> [Exercise aim] In your copy, drop the images and return each record exactly as it stands.

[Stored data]

Segment Open

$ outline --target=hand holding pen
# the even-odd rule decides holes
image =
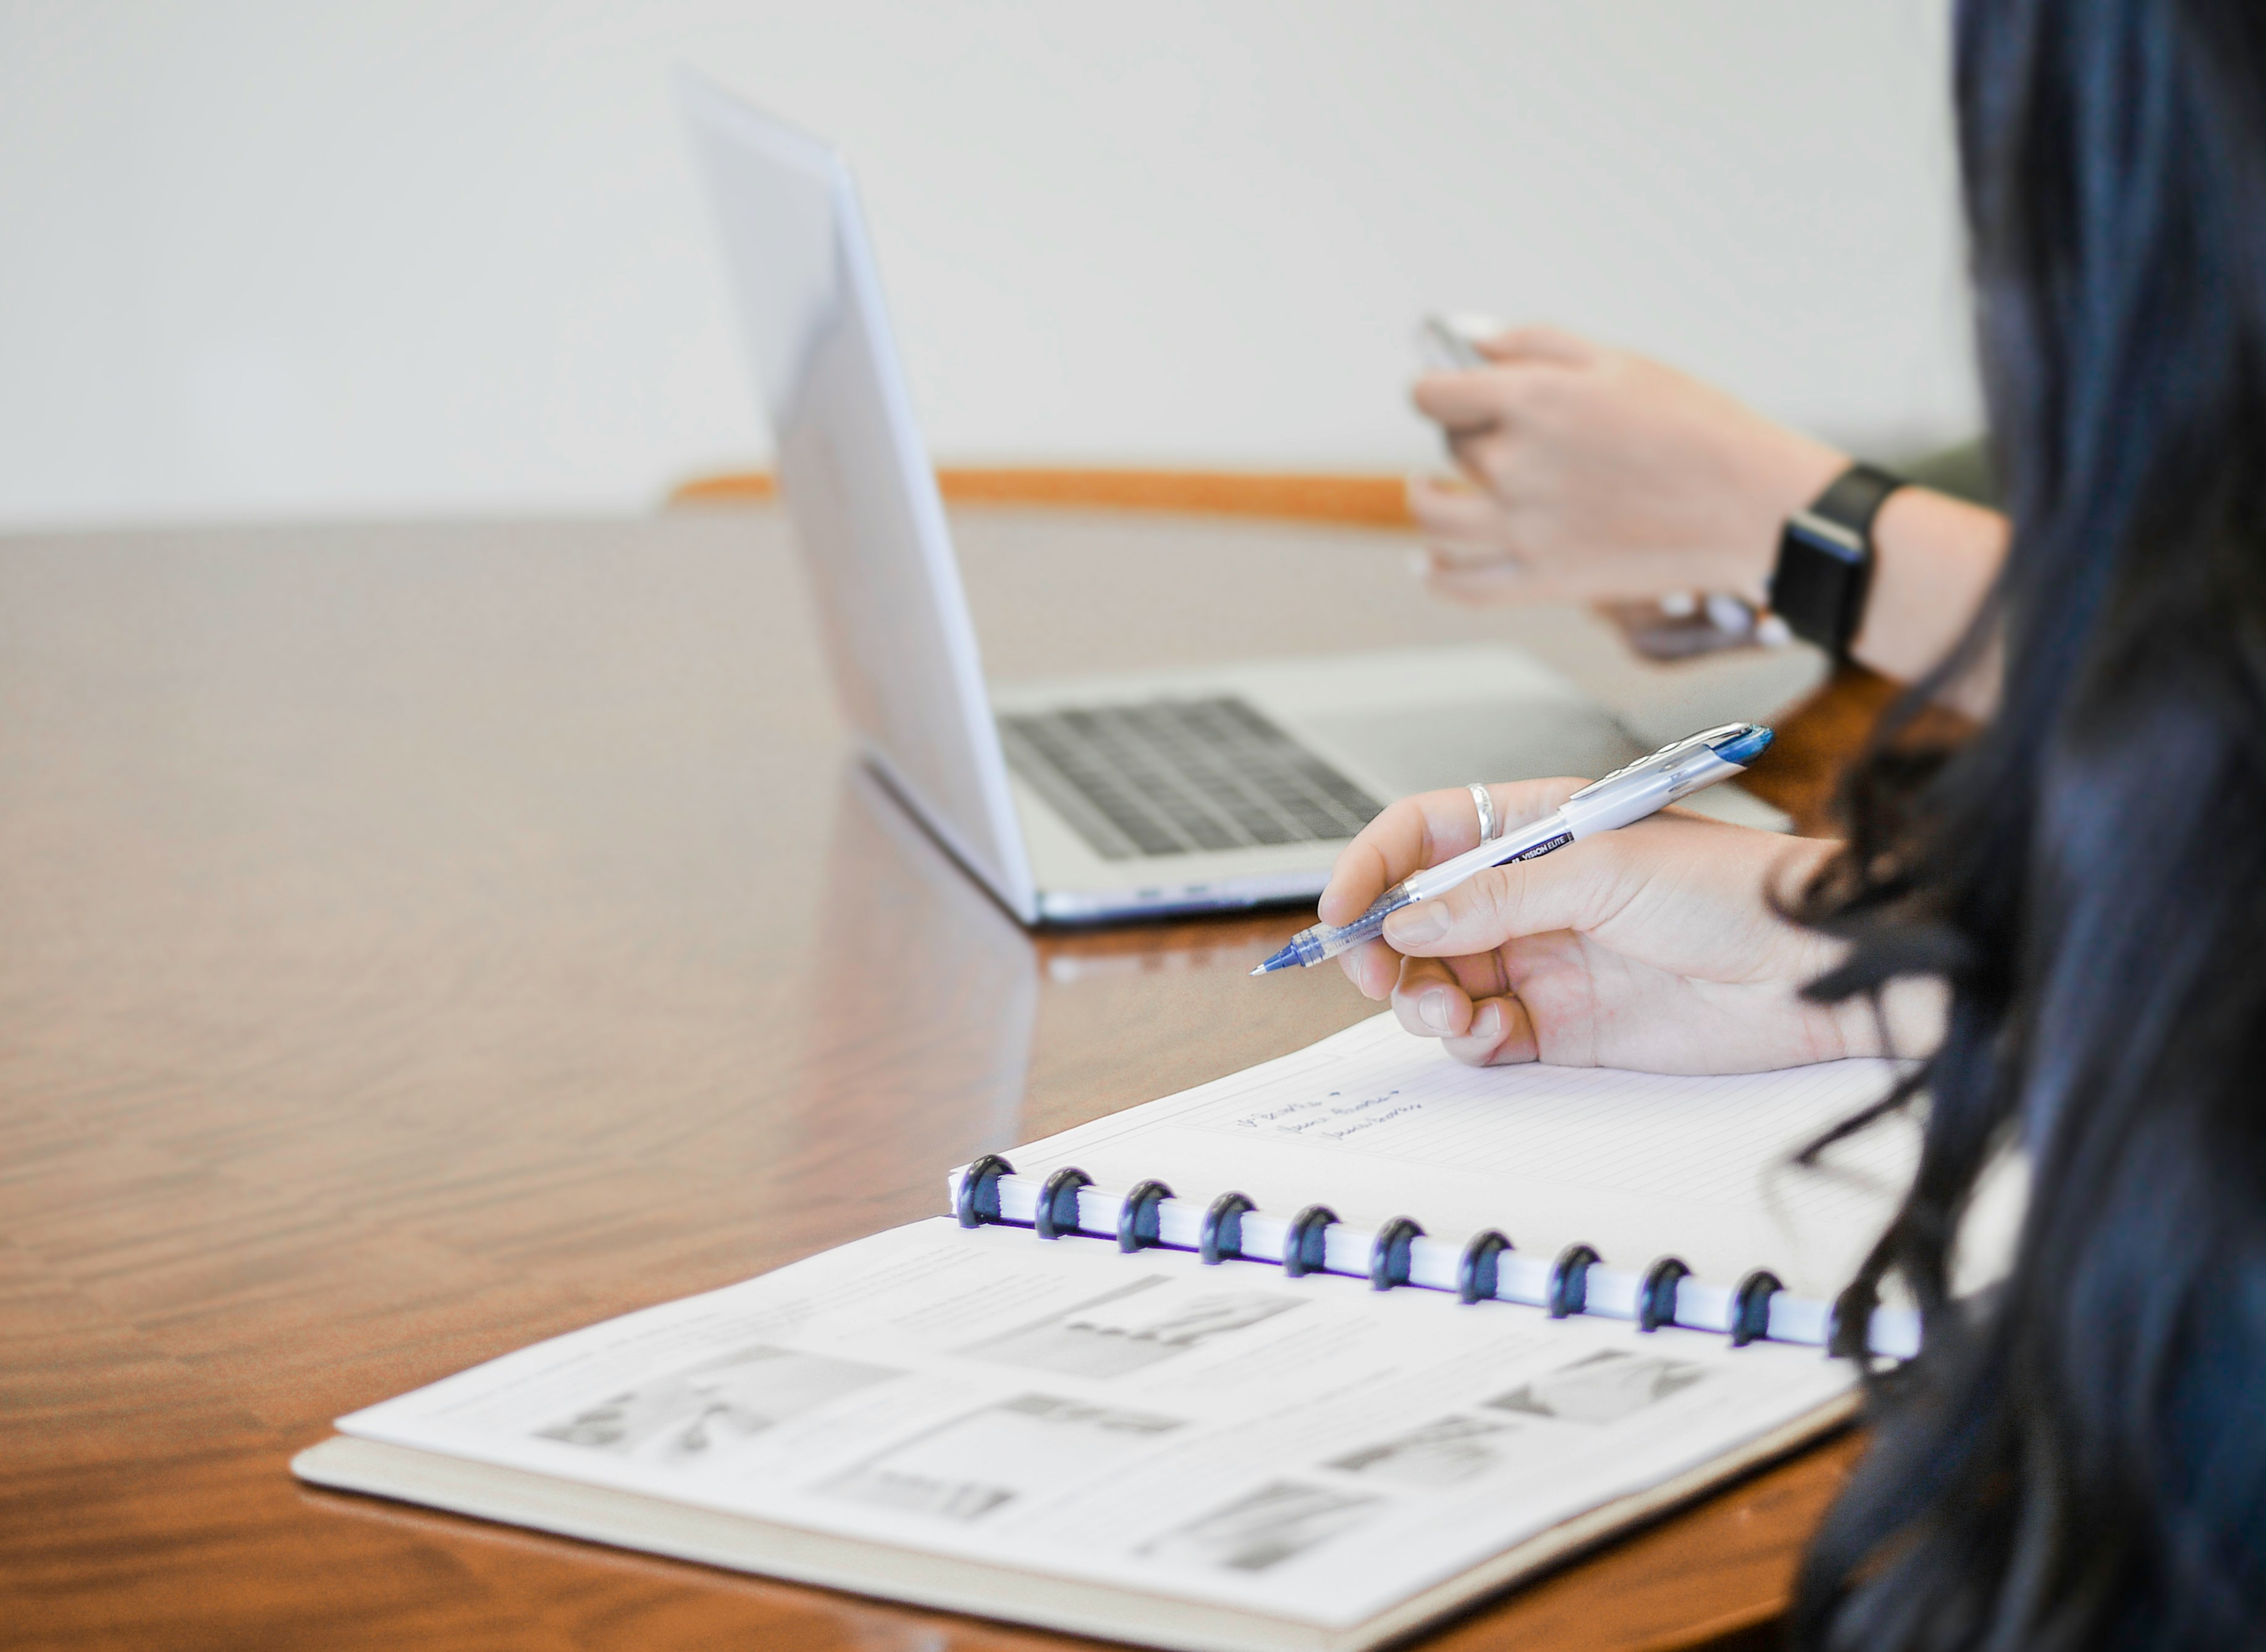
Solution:
[[[1737,774],[1760,757],[1770,742],[1771,731],[1757,723],[1726,723],[1671,741],[1604,779],[1591,781],[1540,820],[1496,837],[1483,831],[1476,847],[1438,866],[1411,873],[1351,922],[1317,924],[1299,931],[1289,946],[1251,973],[1263,976],[1278,969],[1312,968],[1349,952],[1382,934],[1385,920],[1403,907],[1445,895],[1491,867],[1538,859],[1580,838],[1656,815],[1670,803]],[[1484,805],[1486,800],[1480,800]]]
[[[1492,787],[1506,838],[1585,784]],[[1478,836],[1461,787],[1402,799],[1340,856],[1324,916],[1359,917]],[[1337,962],[1363,994],[1389,999],[1410,1032],[1474,1064],[1734,1072],[1877,1053],[1868,1009],[1801,997],[1839,944],[1773,904],[1836,848],[1670,810],[1404,907],[1381,940]]]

Segment Closed

> [Solution for this problem]
$ outline --target=hand holding pen
# the even-odd rule decides holes
image =
Solution:
[[[1737,774],[1760,757],[1770,742],[1771,731],[1757,723],[1726,723],[1671,741],[1604,779],[1591,781],[1540,820],[1496,837],[1483,831],[1476,847],[1438,866],[1411,873],[1351,922],[1317,924],[1299,931],[1289,946],[1251,973],[1263,976],[1278,969],[1312,968],[1349,952],[1382,934],[1385,920],[1403,907],[1445,895],[1491,867],[1538,859],[1580,838],[1656,815],[1670,803]],[[1484,805],[1486,800],[1480,800]]]
[[[1492,787],[1506,838],[1585,784]],[[1478,836],[1461,787],[1402,799],[1340,856],[1324,916],[1359,917]],[[1337,962],[1363,994],[1389,999],[1410,1032],[1474,1064],[1734,1072],[1877,1053],[1868,1009],[1801,997],[1839,944],[1773,904],[1836,848],[1670,810],[1404,907],[1381,940]]]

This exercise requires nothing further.